[Task instructions]
The records are given next. Repeat each one exactly.

[Material supplied]
---+---
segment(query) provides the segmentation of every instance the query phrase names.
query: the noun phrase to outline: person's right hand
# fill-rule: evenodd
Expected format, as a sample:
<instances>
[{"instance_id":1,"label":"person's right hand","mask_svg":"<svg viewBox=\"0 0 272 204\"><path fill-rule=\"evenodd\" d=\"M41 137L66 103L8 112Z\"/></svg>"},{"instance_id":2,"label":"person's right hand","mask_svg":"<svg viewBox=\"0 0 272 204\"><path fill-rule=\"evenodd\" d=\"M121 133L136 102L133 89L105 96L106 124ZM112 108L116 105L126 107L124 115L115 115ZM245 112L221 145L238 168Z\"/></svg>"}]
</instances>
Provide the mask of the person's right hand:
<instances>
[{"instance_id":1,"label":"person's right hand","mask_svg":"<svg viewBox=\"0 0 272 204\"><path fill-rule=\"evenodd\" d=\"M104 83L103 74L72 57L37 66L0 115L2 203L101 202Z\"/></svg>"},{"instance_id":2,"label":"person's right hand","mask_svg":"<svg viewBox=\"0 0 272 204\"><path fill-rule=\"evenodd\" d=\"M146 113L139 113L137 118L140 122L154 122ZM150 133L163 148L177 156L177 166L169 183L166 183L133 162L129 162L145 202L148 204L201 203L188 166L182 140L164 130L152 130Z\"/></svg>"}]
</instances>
---+---
[Exercise solution]
segment(query) provides the segmentation of every instance the query phrase names.
query: the noun phrase to outline: person's right hand
# fill-rule: evenodd
Expected format, as a sample:
<instances>
[{"instance_id":1,"label":"person's right hand","mask_svg":"<svg viewBox=\"0 0 272 204\"><path fill-rule=\"evenodd\" d=\"M41 137L66 103L8 112Z\"/></svg>"},{"instance_id":2,"label":"person's right hand","mask_svg":"<svg viewBox=\"0 0 272 204\"><path fill-rule=\"evenodd\" d=\"M121 133L136 102L133 89L105 96L106 124ZM112 108L116 105L126 107L124 115L115 115ZM245 112L221 145L238 168Z\"/></svg>"}]
</instances>
Provide the mask of the person's right hand:
<instances>
[{"instance_id":1,"label":"person's right hand","mask_svg":"<svg viewBox=\"0 0 272 204\"><path fill-rule=\"evenodd\" d=\"M104 83L103 74L72 57L37 66L0 115L2 203L101 202Z\"/></svg>"},{"instance_id":2,"label":"person's right hand","mask_svg":"<svg viewBox=\"0 0 272 204\"><path fill-rule=\"evenodd\" d=\"M146 113L139 113L137 118L140 122L154 122ZM150 133L163 148L177 156L177 166L169 183L166 183L133 162L129 162L145 202L148 204L201 203L188 166L182 140L164 130L152 130Z\"/></svg>"}]
</instances>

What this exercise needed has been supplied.